(RECORDS FOR THIS EXERCISE Opens)

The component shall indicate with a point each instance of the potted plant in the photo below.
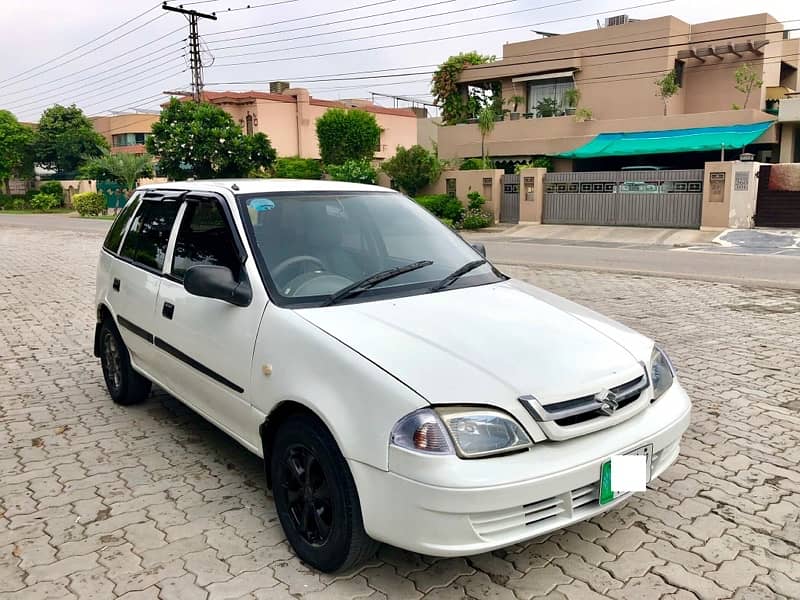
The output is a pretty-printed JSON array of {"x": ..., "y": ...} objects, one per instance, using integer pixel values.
[
  {"x": 571, "y": 98},
  {"x": 515, "y": 101},
  {"x": 583, "y": 114},
  {"x": 547, "y": 107}
]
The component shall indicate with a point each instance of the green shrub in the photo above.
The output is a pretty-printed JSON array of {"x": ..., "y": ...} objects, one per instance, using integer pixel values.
[
  {"x": 544, "y": 162},
  {"x": 475, "y": 219},
  {"x": 53, "y": 188},
  {"x": 294, "y": 167},
  {"x": 448, "y": 222},
  {"x": 44, "y": 202},
  {"x": 354, "y": 171},
  {"x": 476, "y": 201},
  {"x": 89, "y": 204},
  {"x": 471, "y": 164},
  {"x": 442, "y": 206}
]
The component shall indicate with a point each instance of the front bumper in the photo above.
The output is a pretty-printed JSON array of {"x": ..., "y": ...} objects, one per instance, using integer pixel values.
[{"x": 446, "y": 506}]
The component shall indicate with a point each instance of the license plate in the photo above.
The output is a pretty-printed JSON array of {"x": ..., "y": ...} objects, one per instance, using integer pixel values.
[{"x": 606, "y": 493}]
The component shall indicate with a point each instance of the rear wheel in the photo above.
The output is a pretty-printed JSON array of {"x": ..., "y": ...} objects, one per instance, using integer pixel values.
[
  {"x": 316, "y": 497},
  {"x": 125, "y": 386}
]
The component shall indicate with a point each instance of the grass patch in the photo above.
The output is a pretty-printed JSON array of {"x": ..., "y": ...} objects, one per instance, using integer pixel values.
[{"x": 29, "y": 211}]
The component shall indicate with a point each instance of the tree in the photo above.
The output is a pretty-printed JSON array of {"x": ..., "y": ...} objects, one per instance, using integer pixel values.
[
  {"x": 354, "y": 171},
  {"x": 16, "y": 148},
  {"x": 667, "y": 87},
  {"x": 746, "y": 80},
  {"x": 66, "y": 138},
  {"x": 347, "y": 135},
  {"x": 201, "y": 140},
  {"x": 122, "y": 168},
  {"x": 412, "y": 169},
  {"x": 486, "y": 125}
]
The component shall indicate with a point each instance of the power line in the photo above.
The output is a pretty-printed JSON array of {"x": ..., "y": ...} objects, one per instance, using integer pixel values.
[
  {"x": 252, "y": 6},
  {"x": 83, "y": 73},
  {"x": 451, "y": 37},
  {"x": 449, "y": 12},
  {"x": 60, "y": 56},
  {"x": 294, "y": 20},
  {"x": 194, "y": 46},
  {"x": 350, "y": 20},
  {"x": 79, "y": 56},
  {"x": 82, "y": 87}
]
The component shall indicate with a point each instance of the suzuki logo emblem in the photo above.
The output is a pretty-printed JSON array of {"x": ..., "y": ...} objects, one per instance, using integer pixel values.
[{"x": 608, "y": 402}]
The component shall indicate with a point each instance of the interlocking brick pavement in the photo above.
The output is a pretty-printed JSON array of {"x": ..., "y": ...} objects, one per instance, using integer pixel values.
[{"x": 101, "y": 501}]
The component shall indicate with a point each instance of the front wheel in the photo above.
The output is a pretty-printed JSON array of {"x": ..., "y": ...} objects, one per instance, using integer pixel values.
[
  {"x": 125, "y": 386},
  {"x": 316, "y": 497}
]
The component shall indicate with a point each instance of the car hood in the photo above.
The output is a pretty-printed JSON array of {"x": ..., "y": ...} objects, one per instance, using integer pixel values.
[{"x": 489, "y": 344}]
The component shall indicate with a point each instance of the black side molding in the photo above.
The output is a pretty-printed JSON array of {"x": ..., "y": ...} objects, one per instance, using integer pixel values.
[
  {"x": 196, "y": 365},
  {"x": 134, "y": 328}
]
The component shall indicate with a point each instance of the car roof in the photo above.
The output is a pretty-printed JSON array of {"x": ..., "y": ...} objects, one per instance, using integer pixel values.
[{"x": 256, "y": 186}]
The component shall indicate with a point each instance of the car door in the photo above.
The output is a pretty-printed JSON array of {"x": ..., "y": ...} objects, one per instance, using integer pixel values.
[
  {"x": 136, "y": 275},
  {"x": 206, "y": 343}
]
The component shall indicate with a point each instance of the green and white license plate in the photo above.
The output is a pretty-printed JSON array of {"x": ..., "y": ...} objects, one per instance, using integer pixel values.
[{"x": 606, "y": 493}]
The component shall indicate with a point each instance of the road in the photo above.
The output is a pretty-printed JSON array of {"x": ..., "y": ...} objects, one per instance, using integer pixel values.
[
  {"x": 151, "y": 502},
  {"x": 755, "y": 267},
  {"x": 700, "y": 263}
]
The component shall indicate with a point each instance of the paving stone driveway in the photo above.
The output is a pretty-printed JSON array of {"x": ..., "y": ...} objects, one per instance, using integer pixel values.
[{"x": 100, "y": 501}]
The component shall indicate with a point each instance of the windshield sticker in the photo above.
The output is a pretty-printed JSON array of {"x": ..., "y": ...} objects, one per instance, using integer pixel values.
[{"x": 261, "y": 204}]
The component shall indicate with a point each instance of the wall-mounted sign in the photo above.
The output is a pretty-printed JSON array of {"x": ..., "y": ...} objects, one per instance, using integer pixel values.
[
  {"x": 741, "y": 181},
  {"x": 717, "y": 191}
]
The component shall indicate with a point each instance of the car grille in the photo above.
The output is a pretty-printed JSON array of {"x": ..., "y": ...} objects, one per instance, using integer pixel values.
[
  {"x": 627, "y": 393},
  {"x": 578, "y": 416}
]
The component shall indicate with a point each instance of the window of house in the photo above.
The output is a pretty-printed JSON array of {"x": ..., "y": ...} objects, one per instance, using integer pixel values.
[
  {"x": 148, "y": 235},
  {"x": 204, "y": 238},
  {"x": 114, "y": 236},
  {"x": 128, "y": 139},
  {"x": 549, "y": 88}
]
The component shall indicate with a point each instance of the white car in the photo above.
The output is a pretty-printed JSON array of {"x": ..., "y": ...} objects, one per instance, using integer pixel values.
[{"x": 399, "y": 387}]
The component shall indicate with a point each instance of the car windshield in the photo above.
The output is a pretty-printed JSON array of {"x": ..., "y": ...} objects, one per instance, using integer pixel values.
[{"x": 311, "y": 245}]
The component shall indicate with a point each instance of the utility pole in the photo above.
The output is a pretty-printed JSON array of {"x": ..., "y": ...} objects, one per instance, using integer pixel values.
[{"x": 195, "y": 60}]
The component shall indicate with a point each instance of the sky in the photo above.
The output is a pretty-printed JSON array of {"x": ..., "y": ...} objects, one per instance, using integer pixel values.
[{"x": 111, "y": 56}]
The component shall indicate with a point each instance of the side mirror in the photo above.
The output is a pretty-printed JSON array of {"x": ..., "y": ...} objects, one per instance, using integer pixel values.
[
  {"x": 211, "y": 281},
  {"x": 479, "y": 248}
]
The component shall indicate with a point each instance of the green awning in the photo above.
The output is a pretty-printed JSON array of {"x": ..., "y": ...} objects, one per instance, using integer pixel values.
[{"x": 699, "y": 139}]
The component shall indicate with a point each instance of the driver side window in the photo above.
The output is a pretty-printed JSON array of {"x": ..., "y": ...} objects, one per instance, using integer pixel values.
[{"x": 204, "y": 238}]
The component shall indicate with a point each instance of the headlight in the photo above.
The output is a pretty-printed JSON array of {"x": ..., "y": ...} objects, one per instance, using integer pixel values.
[
  {"x": 661, "y": 371},
  {"x": 473, "y": 432}
]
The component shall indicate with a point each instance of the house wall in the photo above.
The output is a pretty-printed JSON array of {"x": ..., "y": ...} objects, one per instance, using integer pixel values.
[
  {"x": 107, "y": 126},
  {"x": 526, "y": 137}
]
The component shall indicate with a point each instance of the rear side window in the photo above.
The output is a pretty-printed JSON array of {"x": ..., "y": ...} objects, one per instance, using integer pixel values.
[
  {"x": 114, "y": 236},
  {"x": 148, "y": 235},
  {"x": 204, "y": 239}
]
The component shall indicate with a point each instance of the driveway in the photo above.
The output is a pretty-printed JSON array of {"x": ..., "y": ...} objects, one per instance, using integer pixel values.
[{"x": 101, "y": 501}]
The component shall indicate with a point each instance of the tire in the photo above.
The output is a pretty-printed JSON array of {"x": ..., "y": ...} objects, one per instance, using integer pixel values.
[
  {"x": 316, "y": 497},
  {"x": 125, "y": 386}
]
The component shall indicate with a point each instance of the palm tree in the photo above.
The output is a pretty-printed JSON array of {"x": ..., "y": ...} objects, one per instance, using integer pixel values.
[{"x": 486, "y": 119}]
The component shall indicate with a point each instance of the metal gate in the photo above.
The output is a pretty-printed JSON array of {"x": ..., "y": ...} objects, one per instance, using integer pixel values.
[
  {"x": 778, "y": 201},
  {"x": 509, "y": 206},
  {"x": 650, "y": 198}
]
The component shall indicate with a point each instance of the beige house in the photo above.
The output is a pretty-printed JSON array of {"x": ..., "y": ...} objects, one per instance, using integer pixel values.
[
  {"x": 614, "y": 68},
  {"x": 289, "y": 119},
  {"x": 125, "y": 133}
]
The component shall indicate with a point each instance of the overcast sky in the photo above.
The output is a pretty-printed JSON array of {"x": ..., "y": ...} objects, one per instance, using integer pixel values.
[{"x": 131, "y": 72}]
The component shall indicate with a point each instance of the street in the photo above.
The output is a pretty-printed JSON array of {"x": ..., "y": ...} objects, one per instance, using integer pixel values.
[{"x": 99, "y": 500}]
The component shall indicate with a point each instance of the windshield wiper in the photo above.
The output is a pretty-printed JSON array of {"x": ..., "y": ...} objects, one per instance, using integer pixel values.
[
  {"x": 463, "y": 270},
  {"x": 373, "y": 280}
]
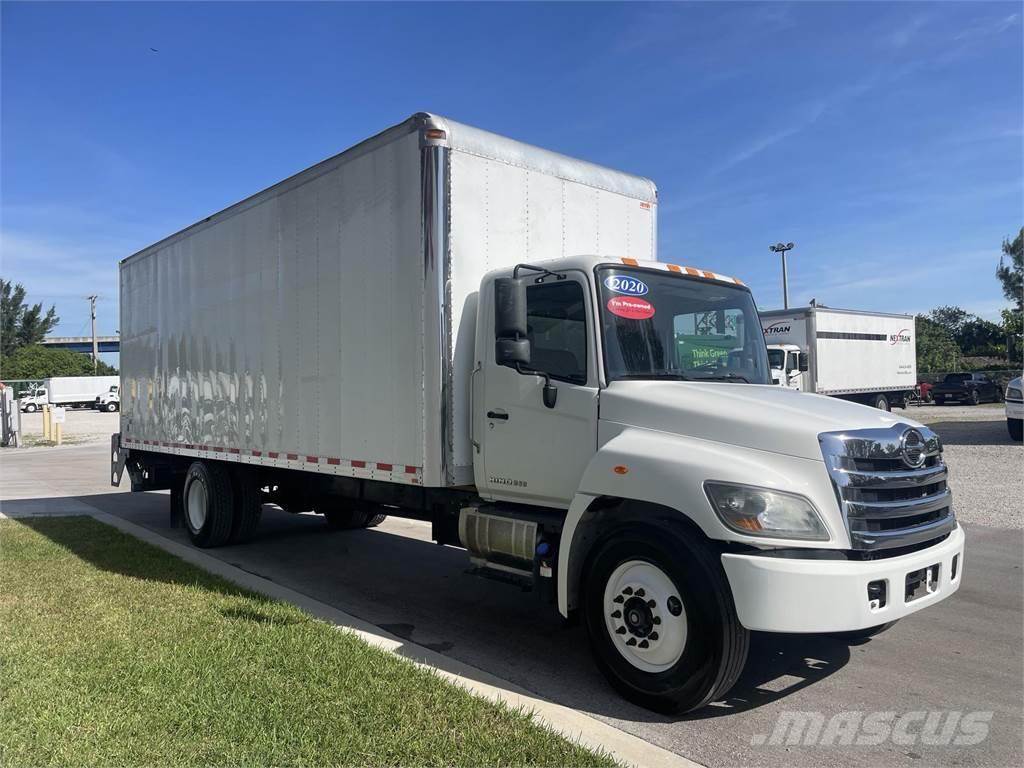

(RECORDS FOR THIS EXERCISE Closes)

• INSTRUCTIONS FOR THE TASK:
If a line in the data contains the string "green", copy it.

• RESPONSE AREA:
The component shall indicate with a point each instance of the green shrub in the photo above.
The component shall indicate with a point each instance of the green and white license plate in the photo above.
The component shall indicate with a point each instance of the green awning in the photo above.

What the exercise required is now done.